* START Listed entries *
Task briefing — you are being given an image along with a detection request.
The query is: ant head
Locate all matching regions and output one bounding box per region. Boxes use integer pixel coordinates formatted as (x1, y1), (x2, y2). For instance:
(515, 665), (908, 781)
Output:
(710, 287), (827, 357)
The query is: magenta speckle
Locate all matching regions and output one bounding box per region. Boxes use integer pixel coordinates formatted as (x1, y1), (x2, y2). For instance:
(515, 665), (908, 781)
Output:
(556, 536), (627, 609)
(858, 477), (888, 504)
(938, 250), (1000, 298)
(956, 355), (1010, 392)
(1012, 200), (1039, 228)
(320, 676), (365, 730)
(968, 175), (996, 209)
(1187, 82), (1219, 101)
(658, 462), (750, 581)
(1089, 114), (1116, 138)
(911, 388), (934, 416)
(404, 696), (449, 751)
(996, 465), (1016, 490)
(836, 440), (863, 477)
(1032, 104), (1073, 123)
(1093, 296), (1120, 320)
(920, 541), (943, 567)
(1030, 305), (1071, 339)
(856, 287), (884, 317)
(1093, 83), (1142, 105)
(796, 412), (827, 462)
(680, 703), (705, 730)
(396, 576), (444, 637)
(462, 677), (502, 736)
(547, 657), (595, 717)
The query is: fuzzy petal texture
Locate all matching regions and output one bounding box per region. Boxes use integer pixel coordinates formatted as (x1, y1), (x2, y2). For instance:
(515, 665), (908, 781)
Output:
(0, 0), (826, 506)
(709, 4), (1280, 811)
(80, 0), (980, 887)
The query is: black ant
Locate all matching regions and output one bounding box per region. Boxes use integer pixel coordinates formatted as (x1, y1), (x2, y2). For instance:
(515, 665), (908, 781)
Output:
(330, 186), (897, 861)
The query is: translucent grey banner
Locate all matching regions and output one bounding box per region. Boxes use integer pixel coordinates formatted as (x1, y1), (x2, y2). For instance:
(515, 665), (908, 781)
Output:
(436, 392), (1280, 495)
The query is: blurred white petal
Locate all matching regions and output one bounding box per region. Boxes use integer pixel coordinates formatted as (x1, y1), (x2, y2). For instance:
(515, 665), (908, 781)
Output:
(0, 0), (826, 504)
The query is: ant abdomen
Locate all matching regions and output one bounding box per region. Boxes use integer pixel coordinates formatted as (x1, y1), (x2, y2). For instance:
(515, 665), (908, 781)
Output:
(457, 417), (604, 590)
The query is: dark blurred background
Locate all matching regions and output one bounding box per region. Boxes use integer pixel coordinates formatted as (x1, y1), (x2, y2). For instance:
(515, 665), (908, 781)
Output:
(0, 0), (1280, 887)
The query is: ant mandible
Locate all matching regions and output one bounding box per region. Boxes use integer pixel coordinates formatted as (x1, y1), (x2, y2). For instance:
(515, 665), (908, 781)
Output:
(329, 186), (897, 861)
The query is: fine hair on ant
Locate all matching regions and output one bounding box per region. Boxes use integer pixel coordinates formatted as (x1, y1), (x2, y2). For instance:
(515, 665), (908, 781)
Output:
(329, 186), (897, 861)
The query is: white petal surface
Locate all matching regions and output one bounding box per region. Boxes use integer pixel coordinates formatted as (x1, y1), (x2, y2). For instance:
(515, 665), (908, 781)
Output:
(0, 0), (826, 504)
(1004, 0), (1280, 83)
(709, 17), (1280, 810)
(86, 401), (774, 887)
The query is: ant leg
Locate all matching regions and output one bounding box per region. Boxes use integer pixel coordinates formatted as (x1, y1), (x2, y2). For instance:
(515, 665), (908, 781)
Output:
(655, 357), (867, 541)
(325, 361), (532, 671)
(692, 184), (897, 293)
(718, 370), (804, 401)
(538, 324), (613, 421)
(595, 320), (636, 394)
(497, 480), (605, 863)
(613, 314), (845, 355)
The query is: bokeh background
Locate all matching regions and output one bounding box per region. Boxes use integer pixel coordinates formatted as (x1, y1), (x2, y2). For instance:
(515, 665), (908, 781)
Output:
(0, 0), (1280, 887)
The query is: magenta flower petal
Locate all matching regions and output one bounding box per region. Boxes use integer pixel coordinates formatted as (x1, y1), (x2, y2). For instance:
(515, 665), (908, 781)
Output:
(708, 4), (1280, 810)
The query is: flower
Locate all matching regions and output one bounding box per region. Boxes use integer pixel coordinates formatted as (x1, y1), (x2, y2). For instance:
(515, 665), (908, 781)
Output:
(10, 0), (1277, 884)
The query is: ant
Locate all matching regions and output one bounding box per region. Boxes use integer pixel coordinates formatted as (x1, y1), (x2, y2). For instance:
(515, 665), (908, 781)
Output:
* END Listed entries *
**What to work on:** Convert the listing above into a Markdown table with the columns Row and Line, numbering each line and omitting blank lines.

**Problem solution:**
| Row | Line |
|---|---|
| 1 | Task briefing — you are being given an image along with a detection request. |
| 2 | The query is: ant head |
| 3 | Locate all matching regions and output one bounding box per region. Boxes use integer pixel coordinates formatted as (x1, y1), (x2, y2). For instance: |
| 4 | (515, 665), (908, 781) |
| 5 | Output: |
| 6 | (710, 287), (827, 357) |
| 7 | The query is: magenta speckle |
| 8 | Locate all matching regions and output one bounding box per region. Boxes use integer pixel coordinates formatted as (x1, y1), (x2, y2). For instance: |
| 9 | (515, 665), (908, 781) |
| 10 | Output: |
| 11 | (556, 536), (627, 609) |
| 12 | (858, 477), (888, 504) |
| 13 | (938, 250), (1000, 298) |
| 14 | (956, 355), (1010, 392) |
| 15 | (1012, 200), (1039, 228) |
| 16 | (320, 676), (365, 730) |
| 17 | (968, 175), (996, 209) |
| 18 | (1187, 82), (1219, 101) |
| 19 | (658, 462), (750, 581) |
| 20 | (1089, 114), (1116, 138) |
| 21 | (911, 388), (934, 416) |
| 22 | (404, 696), (449, 751) |
| 23 | (996, 465), (1016, 490) |
| 24 | (836, 440), (863, 477) |
| 25 | (1032, 104), (1073, 123) |
| 26 | (1093, 296), (1120, 320) |
| 27 | (920, 541), (943, 567) |
| 28 | (1030, 305), (1071, 339) |
| 29 | (856, 287), (884, 317) |
| 30 | (1093, 83), (1142, 105) |
| 31 | (796, 412), (827, 462) |
| 32 | (680, 703), (705, 730) |
| 33 | (396, 576), (444, 637) |
| 34 | (462, 677), (502, 736) |
| 35 | (547, 657), (595, 717) |
| 36 | The query is: fuzzy petal texture |
| 37 | Locate all matching regions and output one bounding box per region. Boxes use integer pixel coordinates formatted as (x1, y1), (x2, y2). For instance: |
| 38 | (515, 665), (908, 781) |
| 39 | Output: |
| 40 | (0, 0), (826, 506) |
| 41 | (709, 4), (1280, 811) |
| 42 | (80, 0), (980, 887) |
| 43 | The query is: black ant |
| 44 | Locate all matching regions and output one bounding box per region. Boxes use integer pixel coordinates formatted as (x1, y1), (x2, y2). For instance: |
| 45 | (515, 665), (908, 781) |
| 46 | Output: |
| 47 | (330, 186), (897, 861) |
| 48 | The query is: translucent grey banner |
| 49 | Locate all matching regions and output one bounding box per region. Boxes use integer pixel coordinates formatted as (x1, y1), (x2, y2). For instance: |
| 50 | (515, 665), (908, 781) |
| 51 | Output: |
| 52 | (436, 392), (1280, 495) |
| 53 | The query is: blurred white petal |
| 54 | Locate all matching regions and output one bounding box per region. Boxes use integer pixel coordinates formatted as (x1, y1), (x2, y2). For instance: |
| 55 | (515, 665), (908, 781) |
| 56 | Output: |
| 57 | (0, 0), (826, 504) |
| 58 | The query is: ant abdomen |
| 59 | Locate all matching regions and output one bounding box per region. Boxes use integer pixel coordinates formatted as (x1, y1), (x2, y2). For instance: |
| 60 | (515, 665), (908, 781) |
| 61 | Output: |
| 62 | (457, 417), (604, 590) |
| 63 | The query is: dark blurred background |
| 64 | Locate all matching regions and output one bounding box per region. Boxes use integer pixel coordinates formatted as (x1, y1), (x2, y2). For instance: |
| 65 | (515, 665), (908, 781) |
| 66 | Output: |
| 67 | (0, 0), (1280, 887) |
| 68 | The query is: ant mandible |
| 69 | Locate all matching regions and output one bounding box per region. Boxes use integer pixel coordinates formatted as (x1, y1), (x2, y2). For instance: |
| 70 | (515, 665), (908, 781) |
| 71 | Output: |
| 72 | (329, 186), (897, 861) |
| 73 | The query is: fine hair on ant |
| 74 | Locate all matching regions and output one bounding box per region. Boxes use integer pixel coordinates formatted as (x1, y1), (x2, y2). For instance: |
| 75 | (515, 665), (908, 781) |
| 76 | Output: |
| 77 | (329, 186), (897, 861) |
| 78 | The query is: white petal surface |
| 79 | Locate all matching regions and output one bounding box per region. Boxes use integer pixel coordinates formatted as (x1, y1), (x2, y2). For instance: |
| 80 | (515, 665), (908, 781) |
| 81 | Output: |
| 82 | (0, 0), (826, 504) |
| 83 | (1004, 0), (1280, 83) |
| 84 | (709, 17), (1280, 810) |
| 85 | (86, 401), (774, 887) |
| 86 | The query is: ant leg |
| 87 | Locate all matching regions and output one bounding box per region. Boxes use integer pixel coordinates formatted as (x1, y1), (x2, y2). For instance: |
| 88 | (515, 665), (908, 781) |
| 89 | Output: |
| 90 | (655, 357), (867, 541) |
| 91 | (325, 361), (532, 671) |
| 92 | (692, 184), (897, 293) |
| 93 | (718, 370), (804, 401) |
| 94 | (538, 324), (613, 421) |
| 95 | (595, 320), (636, 394) |
| 96 | (497, 480), (605, 863) |
| 97 | (613, 314), (845, 355) |
| 98 | The query is: bokeh background |
| 99 | Locate all matching regions and output one bounding box per region. Boxes use integer pixel coordinates formatted as (x1, y1), (x2, y2). For instance: |
| 100 | (515, 665), (908, 781) |
| 101 | Output: |
| 102 | (0, 0), (1280, 887) |
| 103 | The query is: magenta flower petal |
| 104 | Locate all matching regions and output one bounding box per region. Boxes use integer pixel coordinates formatted as (x1, y1), (x2, y2). For instance: |
| 105 | (515, 665), (908, 781) |
| 106 | Output: |
| 107 | (708, 4), (1280, 810) |
| 108 | The query is: flower |
| 109 | Locate all matching regions and output one bounding box per region. Boxes use integer pixel coordinates formatted as (x1, y1), (x2, y2). For instance: |
| 110 | (515, 665), (908, 781) |
| 111 | Output: |
| 112 | (10, 0), (1277, 884) |
| 113 | The query is: ant |
| 114 | Locate all matching regions and output one bounding box per region. Boxes use integer pixel coordinates formatted as (x1, y1), (x2, y2). For instance: |
| 115 | (515, 665), (908, 781) |
| 116 | Output: |